- _TEXT PROVIDED_
○ ○ ○
Sir -- When ducks, you know the kind that water slides off easily, want to convey exasperation with intransigence in others, they say, 'It's like the Vatican responding to an Irish child abuse inquiry report.' Well, perhaps not, but words do begin to fail one when considering the depth of Catholic Church arrogance around the subject of accountability for breathtaking breaches of trust.

Perhaps time has come for us to consider that there is a more sinister element to explain the extent to which the Catholic Church has managed to evade accountability. We all accept that the IRA could never have been as 'successful' without the sustenance provided by the host population. Equally, the Catholic Church could never have become so immune to detection without the co-operation and support of many within the State's infrastructure.

When I became a public servant in the UK during the early years of the Blair government, I, along with all employees, was asked to make a statement about whether I was a member of a secret society, such as the Masons. It is time for a similar approach to be taken with our public service.

The Knights of Columbanus, Opus Dei etc, consider themselves to be operating to a higher authority. But this is true of all secret societies. The nature of the beast with these organisations is that their activities are unknown and unknowable.

There has to be some reason why our health authorities, gardai, and most especially, the political authorities, have given the Catholic Church such an easy ride for decades. We need, as a society, to give ourselves a severe slap around the face and shake off the remaining deference that prevents examining the phenomenon of Catholic Church immunity from detection here.

Rooting out members of secret societies from the State's infrastructure would not be an easy task.

But if we want to do something concrete as a statement of contrition to the victims of the Catholic Church, then this measure would go some way to making real and lasting change.
○ ○ ○
- _RECORDS PROVIDED_
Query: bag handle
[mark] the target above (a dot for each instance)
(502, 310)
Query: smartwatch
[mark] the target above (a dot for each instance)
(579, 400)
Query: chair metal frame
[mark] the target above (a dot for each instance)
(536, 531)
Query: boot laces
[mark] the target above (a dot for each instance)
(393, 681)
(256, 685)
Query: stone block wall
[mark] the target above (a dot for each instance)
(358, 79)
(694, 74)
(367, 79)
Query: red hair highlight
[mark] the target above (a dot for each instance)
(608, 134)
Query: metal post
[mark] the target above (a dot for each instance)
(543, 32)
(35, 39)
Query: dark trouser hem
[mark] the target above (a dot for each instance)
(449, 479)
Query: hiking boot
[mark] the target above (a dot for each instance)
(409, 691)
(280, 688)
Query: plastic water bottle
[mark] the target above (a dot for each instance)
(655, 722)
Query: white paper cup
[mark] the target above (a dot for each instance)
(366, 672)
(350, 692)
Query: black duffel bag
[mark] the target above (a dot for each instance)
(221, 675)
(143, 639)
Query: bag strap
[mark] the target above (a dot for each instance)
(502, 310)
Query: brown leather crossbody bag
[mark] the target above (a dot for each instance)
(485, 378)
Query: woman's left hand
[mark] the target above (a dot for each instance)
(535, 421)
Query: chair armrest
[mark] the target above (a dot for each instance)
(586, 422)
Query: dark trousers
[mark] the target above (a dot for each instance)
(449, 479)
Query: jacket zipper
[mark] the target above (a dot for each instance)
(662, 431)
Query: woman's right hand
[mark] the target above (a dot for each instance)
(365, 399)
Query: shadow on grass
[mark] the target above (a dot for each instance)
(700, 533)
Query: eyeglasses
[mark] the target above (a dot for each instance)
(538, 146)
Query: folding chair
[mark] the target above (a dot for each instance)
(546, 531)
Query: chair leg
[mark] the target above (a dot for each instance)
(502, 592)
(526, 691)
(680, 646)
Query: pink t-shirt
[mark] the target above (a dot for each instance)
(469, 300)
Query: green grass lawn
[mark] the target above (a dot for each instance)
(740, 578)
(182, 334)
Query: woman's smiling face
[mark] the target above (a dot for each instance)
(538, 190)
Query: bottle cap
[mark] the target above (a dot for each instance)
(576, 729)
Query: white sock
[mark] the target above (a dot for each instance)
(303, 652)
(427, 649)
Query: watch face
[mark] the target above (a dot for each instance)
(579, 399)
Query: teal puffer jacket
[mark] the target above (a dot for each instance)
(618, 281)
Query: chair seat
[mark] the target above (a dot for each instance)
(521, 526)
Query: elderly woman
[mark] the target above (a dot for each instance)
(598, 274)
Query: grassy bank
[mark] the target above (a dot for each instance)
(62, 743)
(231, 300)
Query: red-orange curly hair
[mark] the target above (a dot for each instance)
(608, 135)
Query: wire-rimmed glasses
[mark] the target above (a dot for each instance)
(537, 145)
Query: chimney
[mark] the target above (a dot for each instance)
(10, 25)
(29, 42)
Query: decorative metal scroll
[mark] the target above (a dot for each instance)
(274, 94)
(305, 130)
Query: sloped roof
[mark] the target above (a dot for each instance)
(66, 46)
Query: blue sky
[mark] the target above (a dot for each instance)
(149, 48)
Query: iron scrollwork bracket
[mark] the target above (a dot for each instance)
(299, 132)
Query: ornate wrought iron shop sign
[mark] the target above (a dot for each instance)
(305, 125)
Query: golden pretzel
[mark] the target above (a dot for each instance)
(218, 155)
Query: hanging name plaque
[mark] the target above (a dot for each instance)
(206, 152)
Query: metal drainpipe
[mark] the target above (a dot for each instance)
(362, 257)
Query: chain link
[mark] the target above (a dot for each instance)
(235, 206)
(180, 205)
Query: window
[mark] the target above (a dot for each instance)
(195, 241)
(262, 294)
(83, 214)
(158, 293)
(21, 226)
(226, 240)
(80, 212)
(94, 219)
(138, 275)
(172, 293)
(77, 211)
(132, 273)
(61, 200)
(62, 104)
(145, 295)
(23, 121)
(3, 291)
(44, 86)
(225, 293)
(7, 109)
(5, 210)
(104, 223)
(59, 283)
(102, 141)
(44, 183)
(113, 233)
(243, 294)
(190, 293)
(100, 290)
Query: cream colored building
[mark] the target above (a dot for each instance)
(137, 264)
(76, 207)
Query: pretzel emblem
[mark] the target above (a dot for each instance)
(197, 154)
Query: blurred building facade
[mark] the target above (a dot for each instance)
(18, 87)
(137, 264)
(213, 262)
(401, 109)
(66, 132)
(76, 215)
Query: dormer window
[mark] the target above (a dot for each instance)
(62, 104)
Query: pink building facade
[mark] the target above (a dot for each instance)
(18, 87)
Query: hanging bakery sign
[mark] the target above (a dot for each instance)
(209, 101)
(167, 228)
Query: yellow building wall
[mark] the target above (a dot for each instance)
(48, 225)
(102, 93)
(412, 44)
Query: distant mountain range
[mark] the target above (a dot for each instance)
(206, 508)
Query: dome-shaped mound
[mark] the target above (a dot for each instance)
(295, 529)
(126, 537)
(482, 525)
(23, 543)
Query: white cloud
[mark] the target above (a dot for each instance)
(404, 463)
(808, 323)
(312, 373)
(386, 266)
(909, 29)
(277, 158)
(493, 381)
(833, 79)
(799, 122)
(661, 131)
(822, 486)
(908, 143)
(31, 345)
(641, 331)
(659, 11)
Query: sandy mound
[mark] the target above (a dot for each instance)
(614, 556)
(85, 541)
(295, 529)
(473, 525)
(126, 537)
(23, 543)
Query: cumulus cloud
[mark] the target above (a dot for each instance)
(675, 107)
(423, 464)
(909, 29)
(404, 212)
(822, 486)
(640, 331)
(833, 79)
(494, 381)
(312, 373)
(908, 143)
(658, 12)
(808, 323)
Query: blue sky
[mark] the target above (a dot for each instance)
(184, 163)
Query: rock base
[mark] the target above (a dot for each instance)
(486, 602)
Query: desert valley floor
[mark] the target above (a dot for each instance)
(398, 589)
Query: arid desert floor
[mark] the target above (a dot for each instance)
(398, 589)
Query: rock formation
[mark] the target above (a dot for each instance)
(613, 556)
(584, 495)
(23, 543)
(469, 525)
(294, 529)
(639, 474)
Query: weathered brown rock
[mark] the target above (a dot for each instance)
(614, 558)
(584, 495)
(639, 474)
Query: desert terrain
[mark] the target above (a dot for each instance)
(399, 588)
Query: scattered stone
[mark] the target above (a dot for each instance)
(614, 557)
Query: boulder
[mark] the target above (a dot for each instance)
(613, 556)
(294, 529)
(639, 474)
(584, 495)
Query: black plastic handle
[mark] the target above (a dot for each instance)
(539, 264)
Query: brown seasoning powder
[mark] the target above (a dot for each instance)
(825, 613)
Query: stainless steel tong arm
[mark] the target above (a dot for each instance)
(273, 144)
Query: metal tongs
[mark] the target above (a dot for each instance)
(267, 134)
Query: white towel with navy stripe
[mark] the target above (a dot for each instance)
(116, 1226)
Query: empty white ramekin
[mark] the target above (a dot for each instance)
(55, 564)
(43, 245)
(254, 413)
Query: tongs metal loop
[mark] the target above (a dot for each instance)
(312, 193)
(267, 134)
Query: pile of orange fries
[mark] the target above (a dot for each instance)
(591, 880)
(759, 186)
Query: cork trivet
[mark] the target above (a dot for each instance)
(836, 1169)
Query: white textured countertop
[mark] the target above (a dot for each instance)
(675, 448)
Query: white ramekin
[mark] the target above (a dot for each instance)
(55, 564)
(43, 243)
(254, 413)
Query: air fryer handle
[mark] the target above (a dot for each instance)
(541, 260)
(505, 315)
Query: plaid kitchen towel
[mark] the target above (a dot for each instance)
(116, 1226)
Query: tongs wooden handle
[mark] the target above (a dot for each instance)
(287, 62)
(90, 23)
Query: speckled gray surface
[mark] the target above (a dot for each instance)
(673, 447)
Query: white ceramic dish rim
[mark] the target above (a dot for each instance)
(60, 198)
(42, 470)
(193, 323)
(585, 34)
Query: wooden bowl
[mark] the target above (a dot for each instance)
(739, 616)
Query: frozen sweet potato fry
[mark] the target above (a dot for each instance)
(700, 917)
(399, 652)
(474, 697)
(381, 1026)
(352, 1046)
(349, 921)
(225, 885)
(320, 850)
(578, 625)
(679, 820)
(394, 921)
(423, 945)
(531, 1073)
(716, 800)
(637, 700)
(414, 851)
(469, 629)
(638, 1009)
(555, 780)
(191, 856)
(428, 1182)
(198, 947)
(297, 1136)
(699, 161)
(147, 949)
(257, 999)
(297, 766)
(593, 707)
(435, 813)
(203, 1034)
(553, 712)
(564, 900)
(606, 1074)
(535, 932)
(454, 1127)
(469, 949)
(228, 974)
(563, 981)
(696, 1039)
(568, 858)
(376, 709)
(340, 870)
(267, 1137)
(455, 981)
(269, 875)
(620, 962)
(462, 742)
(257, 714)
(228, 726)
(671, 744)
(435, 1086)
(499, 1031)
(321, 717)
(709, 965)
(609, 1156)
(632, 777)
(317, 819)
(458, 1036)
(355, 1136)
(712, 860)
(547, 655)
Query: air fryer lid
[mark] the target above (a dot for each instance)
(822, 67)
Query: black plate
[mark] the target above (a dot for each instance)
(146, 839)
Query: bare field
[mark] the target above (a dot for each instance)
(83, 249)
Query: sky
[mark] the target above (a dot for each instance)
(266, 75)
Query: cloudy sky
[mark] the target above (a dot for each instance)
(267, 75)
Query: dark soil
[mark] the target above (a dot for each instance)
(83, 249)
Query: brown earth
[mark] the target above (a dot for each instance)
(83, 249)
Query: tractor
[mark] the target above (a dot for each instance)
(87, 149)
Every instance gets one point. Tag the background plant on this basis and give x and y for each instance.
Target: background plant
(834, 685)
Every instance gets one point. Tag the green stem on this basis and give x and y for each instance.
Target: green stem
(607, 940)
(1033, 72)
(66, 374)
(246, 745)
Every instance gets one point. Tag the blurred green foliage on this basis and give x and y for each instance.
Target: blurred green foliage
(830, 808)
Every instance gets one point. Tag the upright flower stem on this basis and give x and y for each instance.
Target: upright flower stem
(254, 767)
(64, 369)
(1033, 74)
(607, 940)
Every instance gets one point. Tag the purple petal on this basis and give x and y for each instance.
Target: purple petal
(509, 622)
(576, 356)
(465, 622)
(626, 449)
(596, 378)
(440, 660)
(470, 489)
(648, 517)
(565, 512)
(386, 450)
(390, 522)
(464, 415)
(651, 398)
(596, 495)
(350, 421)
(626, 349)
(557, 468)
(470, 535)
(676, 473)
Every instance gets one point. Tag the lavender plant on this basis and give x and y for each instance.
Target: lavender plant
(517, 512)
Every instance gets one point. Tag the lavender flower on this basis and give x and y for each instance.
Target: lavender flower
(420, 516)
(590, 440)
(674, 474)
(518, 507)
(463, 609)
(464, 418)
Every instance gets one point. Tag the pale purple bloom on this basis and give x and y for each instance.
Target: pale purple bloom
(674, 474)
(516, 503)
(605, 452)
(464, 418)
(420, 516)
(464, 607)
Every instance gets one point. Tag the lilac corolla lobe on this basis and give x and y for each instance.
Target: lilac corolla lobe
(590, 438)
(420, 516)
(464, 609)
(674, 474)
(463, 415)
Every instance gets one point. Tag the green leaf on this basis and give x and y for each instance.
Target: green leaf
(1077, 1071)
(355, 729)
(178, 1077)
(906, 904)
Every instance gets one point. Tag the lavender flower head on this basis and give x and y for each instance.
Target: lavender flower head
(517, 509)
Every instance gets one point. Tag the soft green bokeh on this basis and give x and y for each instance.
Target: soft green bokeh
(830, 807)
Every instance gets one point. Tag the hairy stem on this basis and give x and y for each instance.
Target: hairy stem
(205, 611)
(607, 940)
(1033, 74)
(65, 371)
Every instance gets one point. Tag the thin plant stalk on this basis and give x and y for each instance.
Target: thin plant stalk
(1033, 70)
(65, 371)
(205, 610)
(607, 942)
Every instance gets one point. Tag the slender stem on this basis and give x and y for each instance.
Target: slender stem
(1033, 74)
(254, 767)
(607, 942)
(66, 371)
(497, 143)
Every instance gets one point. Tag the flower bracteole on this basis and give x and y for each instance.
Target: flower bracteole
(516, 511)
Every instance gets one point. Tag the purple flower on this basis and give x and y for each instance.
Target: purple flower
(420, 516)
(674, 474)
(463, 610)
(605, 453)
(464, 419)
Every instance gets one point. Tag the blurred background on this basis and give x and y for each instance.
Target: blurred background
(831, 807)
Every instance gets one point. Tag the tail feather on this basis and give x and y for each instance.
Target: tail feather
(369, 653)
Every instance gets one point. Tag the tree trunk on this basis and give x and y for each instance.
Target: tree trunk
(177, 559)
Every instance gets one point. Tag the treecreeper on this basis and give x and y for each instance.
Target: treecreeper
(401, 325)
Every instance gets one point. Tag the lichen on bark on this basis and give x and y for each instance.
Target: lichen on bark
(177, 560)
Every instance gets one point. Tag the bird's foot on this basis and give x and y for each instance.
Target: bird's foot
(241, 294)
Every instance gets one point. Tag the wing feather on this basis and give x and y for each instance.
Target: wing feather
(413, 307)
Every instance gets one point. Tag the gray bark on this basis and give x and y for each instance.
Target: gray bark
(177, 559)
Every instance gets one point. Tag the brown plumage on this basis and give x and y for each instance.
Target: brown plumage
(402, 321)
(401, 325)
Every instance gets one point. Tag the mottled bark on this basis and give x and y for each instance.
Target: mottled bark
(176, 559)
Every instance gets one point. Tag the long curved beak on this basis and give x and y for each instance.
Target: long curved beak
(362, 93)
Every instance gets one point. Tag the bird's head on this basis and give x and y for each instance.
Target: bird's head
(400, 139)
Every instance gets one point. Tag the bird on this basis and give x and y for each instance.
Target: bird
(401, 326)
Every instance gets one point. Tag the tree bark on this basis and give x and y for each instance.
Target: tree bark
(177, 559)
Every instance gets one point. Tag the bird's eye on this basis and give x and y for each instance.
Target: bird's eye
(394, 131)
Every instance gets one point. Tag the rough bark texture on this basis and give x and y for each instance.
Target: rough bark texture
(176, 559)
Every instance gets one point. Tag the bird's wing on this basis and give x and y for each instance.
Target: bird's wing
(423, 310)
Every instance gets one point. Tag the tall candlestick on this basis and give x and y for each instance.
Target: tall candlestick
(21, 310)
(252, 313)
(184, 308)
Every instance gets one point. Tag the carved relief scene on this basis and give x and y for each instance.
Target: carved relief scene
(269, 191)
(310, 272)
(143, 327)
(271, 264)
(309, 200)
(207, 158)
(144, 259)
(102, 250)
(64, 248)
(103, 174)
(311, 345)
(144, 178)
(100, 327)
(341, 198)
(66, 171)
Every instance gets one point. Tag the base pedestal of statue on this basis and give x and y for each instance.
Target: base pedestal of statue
○ ○ ○
- _WRITTEN INSTRUCTION A_
Reproduce the letter about Catholic Church accountability word for word, in full.
- _WRITTEN INSTRUCTION B_
Pull out every line of the listing that contains the string "base". Case counts.

- _TASK SOLUTION A_
Sir -- When ducks, you know the kind that water slides off easily, want to convey exasperation with intransigence in others, they say, 'It's like the Vatican responding to an Irish child abuse inquiry report.' Well, perhaps not, but words do begin to fail one when considering the depth of Catholic Church arrogance around the subject of accountability for breathtaking breaches of trust.

Perhaps time has come for us to consider that there is a more sinister element to explain the extent to which the Catholic Church has managed to evade accountability. We all accept that the IRA could never have been as 'successful' without the sustenance provided by the host population. Equally, the Catholic Church could never have become so immune to detection without the co-operation and support of many within the State's infrastructure.

When I became a public servant in the UK during the early years of the Blair government, I, along with all employees, was asked to make a statement about whether I was a member of a secret society, such as the Masons. It is time for a similar approach to be taken with our public service.

The Knights of Columbanus, Opus Dei etc, consider themselves to be operating to a higher authority. But this is true of all secret societies. The nature of the beast with these organisations is that their activities are unknown and unknowable.

There has to be some reason why our health authorities, gardai, and most especially, the political authorities, have given the Catholic Church such an easy ride for decades. We need, as a society, to give ourselves a severe slap around the face and shake off the remaining deference that prevents examining the phenomenon of Catholic Church immunity from detection here.

Rooting out members of secret societies from the State's infrastructure would not be an easy task.

But if we want to do something concrete as a statement of contrition to the victims of the Catholic Church, then this measure would go some way to making real and lasting change.

- _TASK SOLUTION B_
Query: rock base
Every instance gets one point. Tag the base pedestal of statue on this basis and give x and y for each instance.
Target: base pedestal of statue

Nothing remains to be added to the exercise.